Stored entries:
───

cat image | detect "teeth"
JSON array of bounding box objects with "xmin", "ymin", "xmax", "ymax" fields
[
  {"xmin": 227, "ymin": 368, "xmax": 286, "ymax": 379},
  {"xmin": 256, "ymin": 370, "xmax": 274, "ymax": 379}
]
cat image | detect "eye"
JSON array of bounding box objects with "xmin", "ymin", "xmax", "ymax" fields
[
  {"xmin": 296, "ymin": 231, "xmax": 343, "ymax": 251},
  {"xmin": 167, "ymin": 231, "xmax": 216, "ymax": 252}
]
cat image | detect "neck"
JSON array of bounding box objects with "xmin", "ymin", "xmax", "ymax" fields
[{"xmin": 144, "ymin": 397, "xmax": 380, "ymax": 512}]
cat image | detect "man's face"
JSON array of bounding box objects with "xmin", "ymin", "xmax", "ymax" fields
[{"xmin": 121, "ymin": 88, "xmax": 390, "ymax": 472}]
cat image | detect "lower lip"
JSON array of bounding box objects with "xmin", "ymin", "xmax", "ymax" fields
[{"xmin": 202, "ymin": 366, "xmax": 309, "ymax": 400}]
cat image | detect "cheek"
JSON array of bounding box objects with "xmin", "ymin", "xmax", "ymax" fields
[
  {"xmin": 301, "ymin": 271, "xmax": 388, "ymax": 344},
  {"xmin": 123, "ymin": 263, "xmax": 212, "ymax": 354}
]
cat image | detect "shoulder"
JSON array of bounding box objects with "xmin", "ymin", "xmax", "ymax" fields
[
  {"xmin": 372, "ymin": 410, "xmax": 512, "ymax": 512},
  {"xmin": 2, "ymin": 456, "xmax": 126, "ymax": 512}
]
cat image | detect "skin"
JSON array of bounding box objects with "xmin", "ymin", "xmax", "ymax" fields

───

**EXERCISE:** Please repeat the records above line for line, changing nothing.

**SOLVED EXERCISE:**
cat image | detect "teeth"
JSON array of bounding box objects with "xmin", "ymin", "xmax", "ymax" fields
[
  {"xmin": 227, "ymin": 368, "xmax": 286, "ymax": 379},
  {"xmin": 256, "ymin": 370, "xmax": 274, "ymax": 379}
]
cat image | detect "eye"
JSON array of bounding box objects with "xmin", "ymin", "xmax", "ymax" fields
[
  {"xmin": 296, "ymin": 231, "xmax": 343, "ymax": 251},
  {"xmin": 167, "ymin": 231, "xmax": 216, "ymax": 252}
]
cat image | detect "neck"
JSON array of bounding box objects with "xmin", "ymin", "xmax", "ymax" fields
[{"xmin": 144, "ymin": 397, "xmax": 380, "ymax": 512}]
cat image | detect "man's face"
JSON array of bounding box objects with "xmin", "ymin", "xmax", "ymax" fields
[{"xmin": 121, "ymin": 88, "xmax": 390, "ymax": 472}]
cat image | detect "lower lip"
JSON array of bounding box objects with "xmin", "ymin", "xmax", "ymax" fields
[{"xmin": 202, "ymin": 366, "xmax": 309, "ymax": 400}]
cat image | detect "cheek"
JSON array of bounding box objects with "xmin", "ymin", "xmax", "ymax" fields
[
  {"xmin": 301, "ymin": 271, "xmax": 388, "ymax": 344},
  {"xmin": 123, "ymin": 263, "xmax": 212, "ymax": 354}
]
cat image | detect "shoulder"
JSON array of bounding box objects with "xmin", "ymin", "xmax", "ymax" fields
[
  {"xmin": 372, "ymin": 410, "xmax": 512, "ymax": 512},
  {"xmin": 2, "ymin": 456, "xmax": 126, "ymax": 512}
]
cat image | detect "skin"
JSON array of bounding box objects with "xmin", "ymin", "xmax", "ymax" fields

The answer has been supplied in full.